[Exercise requirements] Please put the lines below into a numbered list, starting at the line containing "Task: locate the player's fingers." and ending at the line containing "Task: locate the navy", with both of those lines included. Skip blank lines and leave the pictures out.

[Entries supplied]
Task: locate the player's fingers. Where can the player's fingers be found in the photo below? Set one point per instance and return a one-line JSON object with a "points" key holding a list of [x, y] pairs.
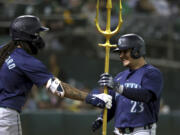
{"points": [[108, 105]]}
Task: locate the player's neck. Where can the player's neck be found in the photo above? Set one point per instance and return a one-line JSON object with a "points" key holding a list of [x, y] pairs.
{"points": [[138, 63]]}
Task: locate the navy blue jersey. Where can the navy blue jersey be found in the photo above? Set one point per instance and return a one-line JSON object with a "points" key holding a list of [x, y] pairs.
==
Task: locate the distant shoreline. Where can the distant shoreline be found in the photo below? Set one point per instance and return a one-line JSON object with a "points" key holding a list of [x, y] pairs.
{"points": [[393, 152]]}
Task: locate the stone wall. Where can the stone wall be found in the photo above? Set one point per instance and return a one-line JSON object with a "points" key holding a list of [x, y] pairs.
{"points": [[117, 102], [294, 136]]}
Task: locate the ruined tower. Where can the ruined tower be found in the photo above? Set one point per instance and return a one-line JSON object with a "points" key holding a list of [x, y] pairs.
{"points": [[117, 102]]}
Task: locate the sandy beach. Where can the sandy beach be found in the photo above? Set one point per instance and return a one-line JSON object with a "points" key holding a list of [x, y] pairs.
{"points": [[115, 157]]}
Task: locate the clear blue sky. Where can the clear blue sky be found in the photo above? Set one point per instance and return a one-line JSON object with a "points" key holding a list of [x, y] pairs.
==
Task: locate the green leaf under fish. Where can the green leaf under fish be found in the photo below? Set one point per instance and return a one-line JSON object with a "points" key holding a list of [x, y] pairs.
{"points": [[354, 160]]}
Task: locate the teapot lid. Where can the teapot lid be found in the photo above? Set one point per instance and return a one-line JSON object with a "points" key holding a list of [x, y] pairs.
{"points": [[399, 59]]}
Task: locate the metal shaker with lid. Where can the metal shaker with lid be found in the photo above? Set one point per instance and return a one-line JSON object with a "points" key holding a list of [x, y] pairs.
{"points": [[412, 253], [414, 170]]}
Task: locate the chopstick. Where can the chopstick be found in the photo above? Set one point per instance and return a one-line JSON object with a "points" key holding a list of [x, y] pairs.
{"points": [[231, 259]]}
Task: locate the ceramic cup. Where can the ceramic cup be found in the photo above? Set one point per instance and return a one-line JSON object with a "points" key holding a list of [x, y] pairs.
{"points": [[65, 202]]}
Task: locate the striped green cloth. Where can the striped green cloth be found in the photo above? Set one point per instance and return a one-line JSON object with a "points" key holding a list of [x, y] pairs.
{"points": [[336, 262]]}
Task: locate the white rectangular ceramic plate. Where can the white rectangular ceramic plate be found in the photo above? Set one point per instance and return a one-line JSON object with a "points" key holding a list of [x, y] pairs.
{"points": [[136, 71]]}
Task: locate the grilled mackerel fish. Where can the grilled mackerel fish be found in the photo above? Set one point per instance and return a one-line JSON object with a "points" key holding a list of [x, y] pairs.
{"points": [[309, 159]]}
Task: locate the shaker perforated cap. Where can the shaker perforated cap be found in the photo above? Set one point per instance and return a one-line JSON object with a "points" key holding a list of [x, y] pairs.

[Full response]
1. Task: locate the player's fingers. Where can the player's fingers be found in the photo below? Set one point per instance and return a one-line JSON object with a "points" key holding a list of [x, y] pairs.
2. {"points": [[108, 105]]}
3. Task: locate the player's neck. Where can the player's neck be found in the photo above? Set one point per instance and return a one-line JSON object with a "points" key holding a list of [x, y] pairs.
4. {"points": [[138, 63]]}
5. Task: locate the navy blue jersey. Where can the navy blue jersey be found in the photo above? Set one point per instance and return a one-line JSON object with a "points" key holding a list of [x, y] pairs.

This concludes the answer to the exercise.